- [Things to do]
**1.** Translate this sentence from the Brcko District Day remarks into Spanish: "The Final Award created the legal framework for a multi-ethnic Brcko."
**2.** Continue the Brcko District Day remarks from their final sentence onward.

- [Provided passage]
^^^^^^^^^^^^^^^^
03/08/2014 OHR

Remarks by Principal Deputy High Representative Tamir Waser on the Occasion of Brcko District Day

Popular Support for Positive Change

Ladies and Gentlemen,

Today, on the fourteenth anniversary of the inauguration of Brcko District, we have an opportunity to review the achievements of the past year and assess whether or not the District has maintained the positive trajectory that has made it – for more than a decade – one of the success stories of post-war Bosnia and Herzegovina.

The Final Award created the legal framework for a multi-ethnic Brcko. The Brcko Statute was designed to institutionalize that framework. What we mark today is the success of those institutions in making Brcko an example for the rest of Bosnia and Herzegovina of how people can work together to achieve a better future.

Looking back on the last twelve months, we can certainly point to significant achievements within those institutions; these include:

  • The timely adoption of the budget for the first time since the District was established;
  • The Assembly has carried out its other duties in an orderly and constitutional manner and the parties have been able to sort out political problems;
  • The inauguration of the Brcko Public Health Care Institution (Javna zdravstena ustanova “Zdravstveni Centar Brcko”); and
  • The establishment of “Putevi Brcko”, a public company that will conduct a number of projects, including supervising the construction of the Brcko bypass, working with EBRD financing.

One important element of functioning institutions is ensuring that individuals working within them who violate the public trust are investigated and, if appropriate, punished. In this regard, the continuing work by the State Prosecutor’s Office, in cooperation with the Brcko District Police, to secure successful indictments – and one conviction so far – of those arrested in the “Bingo” anti-corruption operation are important steps. As elsewhere in Bosnia and Herzegovina, there is more to do to combat corruption and ensure that people pay a price for cheating the citizens.

Brcko’s stable institutional structure has enhanced the security of residents and helped to create the conditions in which those who live and work in the District can begin to look to the future with hope and confidence to their multi-ethnic future.
^^^^^^^^^^^^^^^^
- [Data]
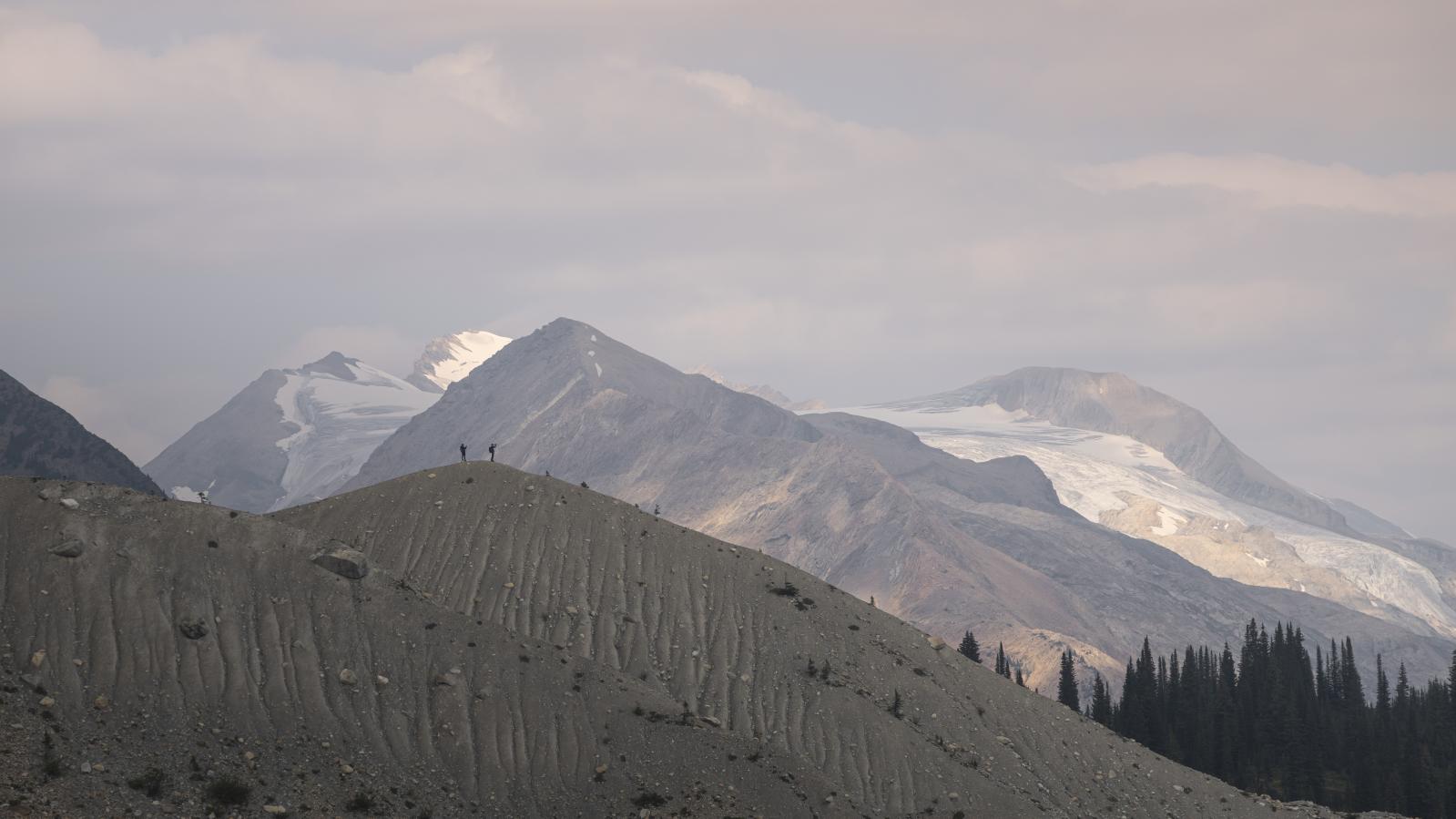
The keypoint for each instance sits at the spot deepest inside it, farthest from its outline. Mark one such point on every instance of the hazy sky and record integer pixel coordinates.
(1247, 204)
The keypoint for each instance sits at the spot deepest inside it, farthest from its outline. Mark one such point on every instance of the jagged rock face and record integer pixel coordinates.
(941, 541)
(38, 437)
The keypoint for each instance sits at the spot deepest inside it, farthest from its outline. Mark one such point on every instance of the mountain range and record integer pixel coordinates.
(941, 541)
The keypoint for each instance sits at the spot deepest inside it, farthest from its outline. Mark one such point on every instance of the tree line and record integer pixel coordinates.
(1270, 719)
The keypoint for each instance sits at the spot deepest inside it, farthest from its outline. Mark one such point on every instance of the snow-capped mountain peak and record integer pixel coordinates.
(452, 357)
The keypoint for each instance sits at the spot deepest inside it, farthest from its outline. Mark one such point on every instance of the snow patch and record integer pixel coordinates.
(338, 425)
(1094, 471)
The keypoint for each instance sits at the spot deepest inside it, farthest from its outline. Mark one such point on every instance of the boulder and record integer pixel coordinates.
(342, 561)
(68, 548)
(192, 627)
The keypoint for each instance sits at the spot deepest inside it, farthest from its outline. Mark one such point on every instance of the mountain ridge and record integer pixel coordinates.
(41, 439)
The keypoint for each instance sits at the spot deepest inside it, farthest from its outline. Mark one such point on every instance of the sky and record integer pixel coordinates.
(1249, 206)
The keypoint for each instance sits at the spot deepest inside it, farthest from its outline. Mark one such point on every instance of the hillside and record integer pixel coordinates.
(38, 437)
(563, 653)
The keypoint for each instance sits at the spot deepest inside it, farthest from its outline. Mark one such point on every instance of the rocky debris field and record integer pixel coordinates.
(483, 641)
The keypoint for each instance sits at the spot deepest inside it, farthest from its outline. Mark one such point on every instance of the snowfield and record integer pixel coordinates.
(340, 423)
(1103, 476)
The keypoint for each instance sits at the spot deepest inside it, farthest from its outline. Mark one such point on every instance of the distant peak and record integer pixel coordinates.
(452, 357)
(335, 363)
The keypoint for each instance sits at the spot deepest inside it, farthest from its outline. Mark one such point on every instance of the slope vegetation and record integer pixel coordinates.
(941, 541)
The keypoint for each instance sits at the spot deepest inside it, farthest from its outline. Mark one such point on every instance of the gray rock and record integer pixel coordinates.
(68, 548)
(192, 627)
(344, 561)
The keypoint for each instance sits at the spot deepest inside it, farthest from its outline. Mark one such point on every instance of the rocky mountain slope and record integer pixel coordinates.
(559, 653)
(1133, 486)
(940, 541)
(38, 437)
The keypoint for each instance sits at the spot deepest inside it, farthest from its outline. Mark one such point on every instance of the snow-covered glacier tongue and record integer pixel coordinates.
(1133, 487)
(299, 435)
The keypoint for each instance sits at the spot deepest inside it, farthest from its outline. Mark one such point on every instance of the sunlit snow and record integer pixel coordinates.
(338, 423)
(1094, 471)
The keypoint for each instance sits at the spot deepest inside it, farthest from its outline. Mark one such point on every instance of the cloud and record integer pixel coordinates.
(99, 411)
(872, 201)
(1271, 181)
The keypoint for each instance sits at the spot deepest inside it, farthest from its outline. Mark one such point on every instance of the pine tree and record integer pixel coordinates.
(1002, 665)
(1067, 684)
(1101, 701)
(970, 648)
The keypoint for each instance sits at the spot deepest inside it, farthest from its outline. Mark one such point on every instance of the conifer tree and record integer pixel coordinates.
(1067, 682)
(970, 648)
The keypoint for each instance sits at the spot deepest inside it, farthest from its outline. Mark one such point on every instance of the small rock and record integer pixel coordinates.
(192, 627)
(342, 561)
(68, 548)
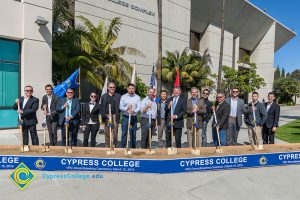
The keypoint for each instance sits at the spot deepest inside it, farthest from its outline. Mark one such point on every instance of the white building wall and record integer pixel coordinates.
(263, 56)
(211, 40)
(17, 22)
(140, 30)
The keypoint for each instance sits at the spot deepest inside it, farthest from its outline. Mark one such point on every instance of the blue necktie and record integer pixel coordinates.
(174, 104)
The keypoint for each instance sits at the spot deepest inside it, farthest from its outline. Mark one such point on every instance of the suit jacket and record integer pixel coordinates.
(179, 111)
(241, 109)
(222, 114)
(54, 102)
(75, 111)
(93, 115)
(273, 115)
(103, 104)
(207, 115)
(260, 115)
(158, 117)
(190, 115)
(29, 111)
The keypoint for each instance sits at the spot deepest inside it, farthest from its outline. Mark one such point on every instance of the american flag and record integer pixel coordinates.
(152, 81)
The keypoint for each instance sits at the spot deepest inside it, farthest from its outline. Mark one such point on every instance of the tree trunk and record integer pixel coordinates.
(221, 47)
(159, 57)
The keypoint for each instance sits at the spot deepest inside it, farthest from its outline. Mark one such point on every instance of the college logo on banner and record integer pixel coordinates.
(40, 163)
(22, 176)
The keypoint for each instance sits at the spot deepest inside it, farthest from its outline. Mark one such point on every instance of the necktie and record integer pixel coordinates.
(174, 104)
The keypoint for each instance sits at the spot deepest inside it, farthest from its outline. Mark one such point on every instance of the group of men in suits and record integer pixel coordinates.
(161, 114)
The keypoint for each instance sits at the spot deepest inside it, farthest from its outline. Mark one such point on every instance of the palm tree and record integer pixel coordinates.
(99, 58)
(159, 58)
(61, 15)
(221, 46)
(194, 69)
(65, 46)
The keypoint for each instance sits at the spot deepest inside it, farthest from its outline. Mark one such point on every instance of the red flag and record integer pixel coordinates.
(177, 79)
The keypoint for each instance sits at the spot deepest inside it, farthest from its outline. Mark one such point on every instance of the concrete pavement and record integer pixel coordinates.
(260, 183)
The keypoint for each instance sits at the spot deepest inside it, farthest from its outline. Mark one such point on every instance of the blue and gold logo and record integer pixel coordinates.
(40, 164)
(263, 160)
(22, 176)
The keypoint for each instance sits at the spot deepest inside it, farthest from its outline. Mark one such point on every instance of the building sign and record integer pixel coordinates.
(133, 7)
(50, 163)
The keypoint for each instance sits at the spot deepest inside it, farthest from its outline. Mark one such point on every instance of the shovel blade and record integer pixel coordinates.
(219, 150)
(25, 148)
(172, 151)
(260, 147)
(150, 152)
(128, 152)
(195, 152)
(110, 152)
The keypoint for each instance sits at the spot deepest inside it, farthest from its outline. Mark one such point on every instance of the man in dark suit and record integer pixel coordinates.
(90, 114)
(112, 98)
(222, 114)
(271, 124)
(237, 108)
(179, 106)
(28, 105)
(194, 105)
(161, 125)
(69, 109)
(49, 103)
(206, 116)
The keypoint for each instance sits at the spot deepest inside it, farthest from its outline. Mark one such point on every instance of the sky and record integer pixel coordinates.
(286, 12)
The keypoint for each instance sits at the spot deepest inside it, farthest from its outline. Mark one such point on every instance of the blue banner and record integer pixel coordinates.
(47, 163)
(60, 90)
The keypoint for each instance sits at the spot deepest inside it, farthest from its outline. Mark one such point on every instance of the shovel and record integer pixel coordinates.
(172, 150)
(195, 151)
(218, 148)
(127, 150)
(150, 150)
(24, 148)
(67, 149)
(111, 149)
(44, 125)
(256, 146)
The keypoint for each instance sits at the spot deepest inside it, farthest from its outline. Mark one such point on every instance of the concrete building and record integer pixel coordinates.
(25, 53)
(194, 24)
(186, 23)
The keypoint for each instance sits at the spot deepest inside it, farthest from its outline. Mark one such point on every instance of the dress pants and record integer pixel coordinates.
(93, 129)
(33, 134)
(268, 135)
(145, 132)
(177, 133)
(52, 129)
(73, 133)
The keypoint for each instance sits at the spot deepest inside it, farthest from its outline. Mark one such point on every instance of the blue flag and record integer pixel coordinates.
(60, 90)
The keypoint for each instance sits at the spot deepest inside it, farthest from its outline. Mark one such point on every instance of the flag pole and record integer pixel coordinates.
(79, 90)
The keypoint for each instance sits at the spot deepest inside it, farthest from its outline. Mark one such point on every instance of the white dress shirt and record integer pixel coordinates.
(233, 107)
(92, 105)
(24, 102)
(268, 106)
(49, 103)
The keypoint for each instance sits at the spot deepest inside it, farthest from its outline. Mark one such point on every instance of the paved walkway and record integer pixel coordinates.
(274, 183)
(12, 136)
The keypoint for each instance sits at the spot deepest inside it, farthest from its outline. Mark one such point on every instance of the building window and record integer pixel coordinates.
(243, 53)
(195, 41)
(9, 81)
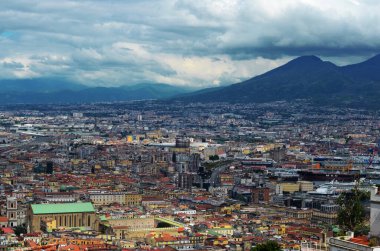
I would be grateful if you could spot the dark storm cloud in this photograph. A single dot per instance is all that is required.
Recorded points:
(179, 42)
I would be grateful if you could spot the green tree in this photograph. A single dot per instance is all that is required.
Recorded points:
(267, 246)
(351, 214)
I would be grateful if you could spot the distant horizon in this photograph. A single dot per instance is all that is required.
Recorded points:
(184, 43)
(185, 87)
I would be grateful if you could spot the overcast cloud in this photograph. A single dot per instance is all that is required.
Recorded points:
(193, 43)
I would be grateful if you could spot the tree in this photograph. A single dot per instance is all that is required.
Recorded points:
(351, 214)
(267, 246)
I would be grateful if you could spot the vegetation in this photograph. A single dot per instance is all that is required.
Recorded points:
(267, 246)
(351, 215)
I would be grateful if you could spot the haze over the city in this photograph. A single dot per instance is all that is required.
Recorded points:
(188, 43)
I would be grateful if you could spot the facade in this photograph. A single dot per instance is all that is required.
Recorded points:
(260, 194)
(68, 215)
(106, 198)
(375, 212)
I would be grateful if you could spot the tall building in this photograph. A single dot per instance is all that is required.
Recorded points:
(375, 212)
(65, 215)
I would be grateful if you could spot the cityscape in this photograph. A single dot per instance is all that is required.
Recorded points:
(179, 125)
(174, 176)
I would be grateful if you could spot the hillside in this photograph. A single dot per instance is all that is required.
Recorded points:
(306, 77)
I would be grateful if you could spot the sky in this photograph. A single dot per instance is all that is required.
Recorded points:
(195, 43)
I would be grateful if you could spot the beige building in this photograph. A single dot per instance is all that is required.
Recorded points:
(100, 198)
(68, 215)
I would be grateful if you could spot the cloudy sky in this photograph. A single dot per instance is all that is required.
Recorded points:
(195, 43)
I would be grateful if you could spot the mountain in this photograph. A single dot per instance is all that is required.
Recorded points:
(306, 77)
(41, 91)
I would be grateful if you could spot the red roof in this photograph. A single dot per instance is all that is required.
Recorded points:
(3, 219)
(362, 240)
(7, 230)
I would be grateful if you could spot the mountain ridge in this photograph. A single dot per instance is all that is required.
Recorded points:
(305, 77)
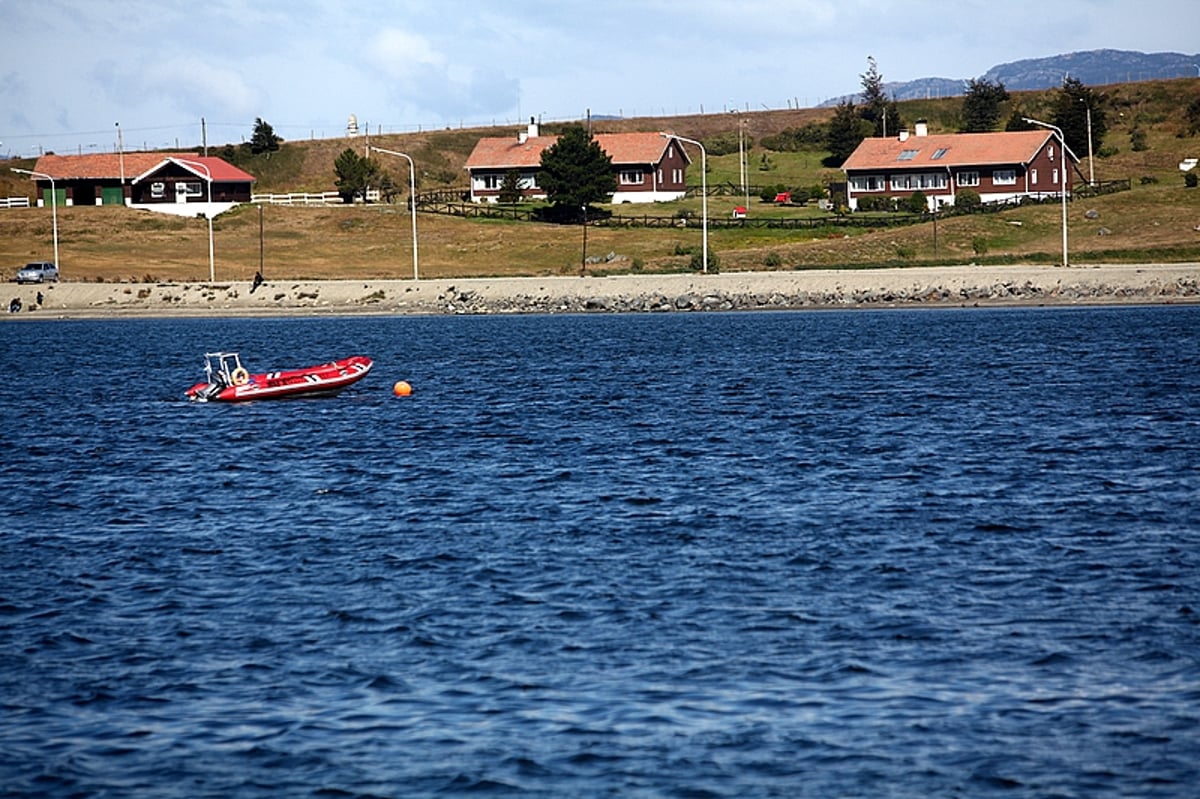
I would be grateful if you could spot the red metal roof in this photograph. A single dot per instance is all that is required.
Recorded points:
(951, 150)
(510, 152)
(108, 166)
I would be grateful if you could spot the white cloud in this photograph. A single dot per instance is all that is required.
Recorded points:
(402, 55)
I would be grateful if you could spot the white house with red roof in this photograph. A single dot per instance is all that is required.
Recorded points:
(1001, 167)
(649, 167)
(171, 182)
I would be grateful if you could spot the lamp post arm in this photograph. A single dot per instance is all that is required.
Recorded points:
(54, 208)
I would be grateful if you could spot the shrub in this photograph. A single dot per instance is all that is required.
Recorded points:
(917, 203)
(1138, 140)
(969, 200)
(768, 192)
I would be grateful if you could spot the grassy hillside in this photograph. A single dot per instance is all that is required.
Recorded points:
(1155, 221)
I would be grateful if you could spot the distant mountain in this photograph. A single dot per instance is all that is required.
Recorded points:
(1092, 67)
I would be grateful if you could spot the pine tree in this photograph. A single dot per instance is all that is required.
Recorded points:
(353, 174)
(576, 172)
(982, 106)
(1072, 107)
(263, 138)
(882, 114)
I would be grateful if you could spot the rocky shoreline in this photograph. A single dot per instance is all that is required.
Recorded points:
(915, 287)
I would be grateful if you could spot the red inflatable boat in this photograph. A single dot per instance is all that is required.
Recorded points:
(227, 379)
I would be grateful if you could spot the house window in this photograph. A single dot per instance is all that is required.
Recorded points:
(867, 182)
(918, 180)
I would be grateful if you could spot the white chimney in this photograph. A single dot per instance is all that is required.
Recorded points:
(528, 133)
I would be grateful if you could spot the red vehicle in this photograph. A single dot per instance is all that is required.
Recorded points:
(228, 380)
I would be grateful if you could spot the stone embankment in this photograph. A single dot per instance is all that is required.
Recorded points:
(868, 288)
(467, 300)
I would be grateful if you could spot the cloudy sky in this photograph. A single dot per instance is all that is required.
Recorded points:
(73, 70)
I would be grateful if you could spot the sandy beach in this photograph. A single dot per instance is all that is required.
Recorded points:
(933, 286)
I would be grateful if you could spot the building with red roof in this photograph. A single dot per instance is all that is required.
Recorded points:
(157, 181)
(1000, 167)
(649, 167)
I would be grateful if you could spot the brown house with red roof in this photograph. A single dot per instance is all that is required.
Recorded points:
(1000, 167)
(649, 167)
(159, 181)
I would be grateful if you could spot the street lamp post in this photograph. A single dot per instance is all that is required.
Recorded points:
(1091, 158)
(1062, 173)
(54, 208)
(208, 214)
(703, 190)
(412, 194)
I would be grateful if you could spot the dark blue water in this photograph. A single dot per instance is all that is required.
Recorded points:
(935, 553)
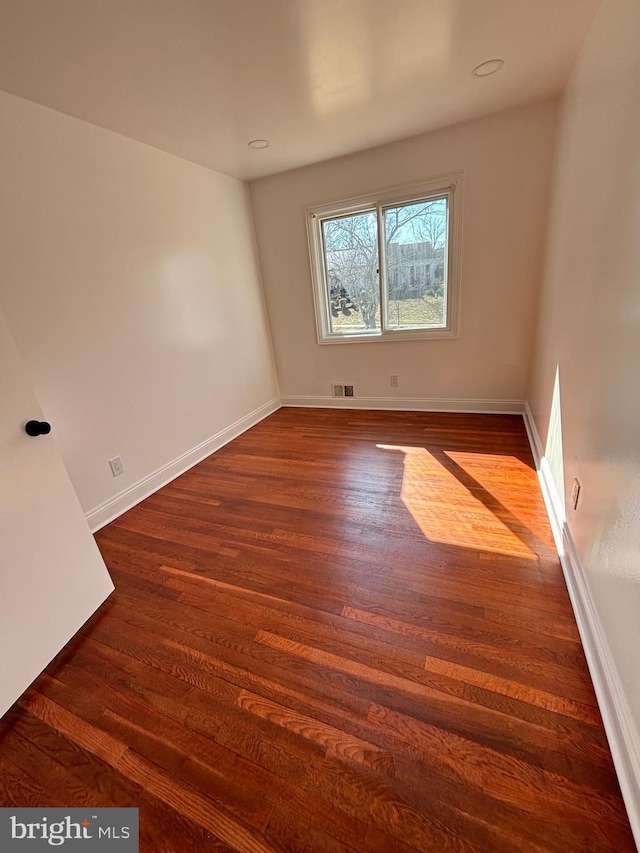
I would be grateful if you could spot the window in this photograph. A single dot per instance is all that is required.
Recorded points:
(385, 267)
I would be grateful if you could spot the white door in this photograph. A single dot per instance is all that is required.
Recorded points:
(52, 576)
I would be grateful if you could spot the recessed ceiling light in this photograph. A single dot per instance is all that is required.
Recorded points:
(488, 67)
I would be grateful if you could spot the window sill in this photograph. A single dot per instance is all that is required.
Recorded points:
(408, 335)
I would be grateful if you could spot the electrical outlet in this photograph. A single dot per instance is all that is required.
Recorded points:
(117, 467)
(575, 493)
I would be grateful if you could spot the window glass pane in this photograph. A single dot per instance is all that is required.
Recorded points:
(350, 247)
(416, 264)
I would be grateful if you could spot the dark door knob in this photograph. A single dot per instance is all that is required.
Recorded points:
(37, 428)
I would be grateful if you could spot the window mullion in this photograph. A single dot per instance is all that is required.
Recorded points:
(382, 274)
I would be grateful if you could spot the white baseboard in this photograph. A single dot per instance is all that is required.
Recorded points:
(616, 714)
(409, 404)
(111, 509)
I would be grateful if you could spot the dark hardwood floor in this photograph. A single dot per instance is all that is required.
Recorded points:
(345, 631)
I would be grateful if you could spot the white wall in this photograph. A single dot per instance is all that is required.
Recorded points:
(506, 160)
(589, 331)
(131, 286)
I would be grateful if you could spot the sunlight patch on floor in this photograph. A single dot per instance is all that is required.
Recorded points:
(452, 512)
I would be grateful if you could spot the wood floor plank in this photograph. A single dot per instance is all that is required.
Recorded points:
(344, 632)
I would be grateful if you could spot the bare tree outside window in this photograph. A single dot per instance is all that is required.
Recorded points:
(386, 265)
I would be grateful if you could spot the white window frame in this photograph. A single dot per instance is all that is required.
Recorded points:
(446, 185)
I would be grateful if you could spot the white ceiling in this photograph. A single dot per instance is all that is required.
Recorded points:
(318, 78)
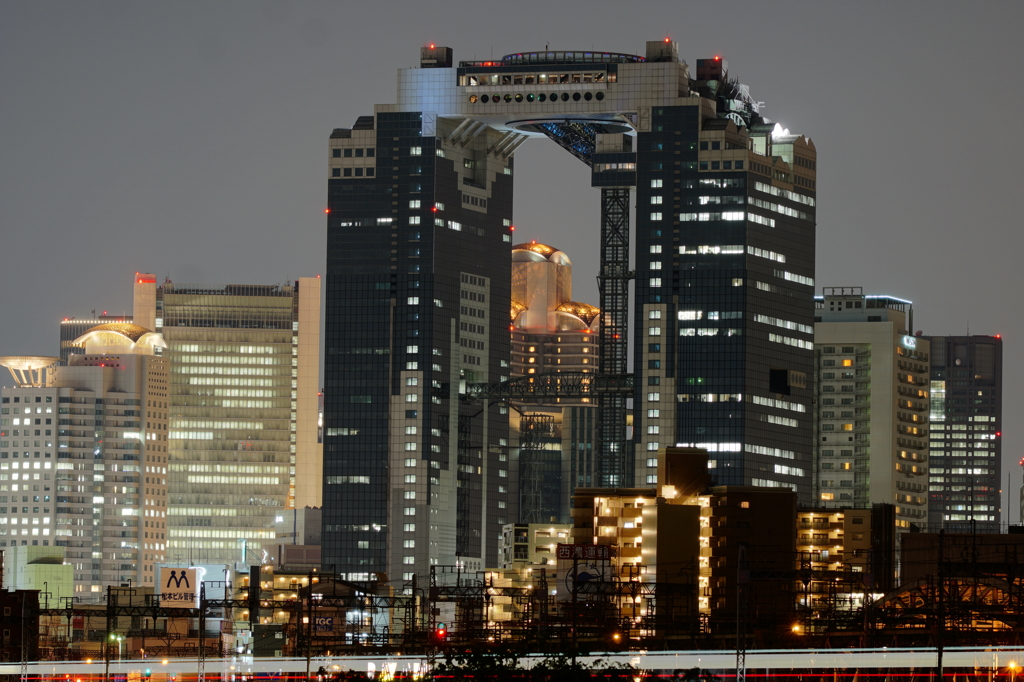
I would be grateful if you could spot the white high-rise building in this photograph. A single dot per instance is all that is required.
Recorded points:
(83, 456)
(870, 421)
(244, 395)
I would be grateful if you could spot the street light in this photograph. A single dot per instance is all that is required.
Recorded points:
(118, 639)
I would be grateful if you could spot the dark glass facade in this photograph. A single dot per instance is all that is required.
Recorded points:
(966, 424)
(724, 272)
(417, 303)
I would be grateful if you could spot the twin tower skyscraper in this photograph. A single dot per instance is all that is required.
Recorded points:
(417, 471)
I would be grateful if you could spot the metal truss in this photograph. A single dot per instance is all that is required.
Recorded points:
(577, 137)
(571, 385)
(614, 464)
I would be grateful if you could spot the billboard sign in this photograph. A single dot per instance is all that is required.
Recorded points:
(584, 551)
(179, 588)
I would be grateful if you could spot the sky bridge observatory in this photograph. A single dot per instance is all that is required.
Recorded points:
(716, 289)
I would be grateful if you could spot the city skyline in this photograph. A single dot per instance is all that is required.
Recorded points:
(158, 160)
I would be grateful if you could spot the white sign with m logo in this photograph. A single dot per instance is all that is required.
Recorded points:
(178, 588)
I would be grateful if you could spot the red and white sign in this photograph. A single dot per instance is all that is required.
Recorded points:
(584, 552)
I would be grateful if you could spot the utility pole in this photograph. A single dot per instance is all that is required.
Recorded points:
(202, 632)
(940, 605)
(740, 630)
(110, 634)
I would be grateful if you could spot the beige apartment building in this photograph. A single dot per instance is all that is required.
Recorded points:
(871, 406)
(244, 410)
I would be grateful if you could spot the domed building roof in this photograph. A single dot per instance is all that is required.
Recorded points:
(133, 332)
(584, 311)
(109, 337)
(542, 249)
(534, 251)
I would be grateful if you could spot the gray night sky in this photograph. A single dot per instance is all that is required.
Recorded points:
(189, 139)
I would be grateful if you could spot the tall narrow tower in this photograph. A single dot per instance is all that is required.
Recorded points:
^^^^^^^^^^^^^^^^
- [Answers to each task]
**1.** El Laudo Final creó el marco jurídico para un Brcko multiétnico.

**2.**
In Bosnia and Herzegovina as a whole we have seen in recent months the evolution of a new and direct civic engagement in public affairs. This has been evident throughout the country, including in the Brcko District. Citizens have come onto the streets in peaceful demonstrations and gathered in civic organizations and plenums to demand better government, better employment opportunities, better living standards, better public services – and, of course, an end to the scourge of corruption. These are all legitimate demands.

This new civic activism is something that the International Community welcomes.

It is the job of the institutions now to engage citizens for a discussion of their demands. I welcome the efforts of the District leaders to engage in dialogue with citizens and hope that it will continue in a constructive manner on both sides. What the demands of Brcko residents have made very clear is that they are not prepared to wait another 20 years for things to get better – they want better government that is dedicated to improving the lives of its citizens and they want it now.

So, we must all understand that while Brcko has taken important and positive steps in the last 12 months, indeed the last 14 years, the District authorities need to take the requests from the citizens and civil society very seriously and deliver more improvements in the next 12 months. That’s not an impossible challenge but it will require hard work.

Let me finish by wishing all the residents of the District a very happy International Women’s Day, and let me add that we in the International Community look forward to working with the people of Brcko and their representatives in the coming year to build on the progress that has been achieved so far.

Thank you.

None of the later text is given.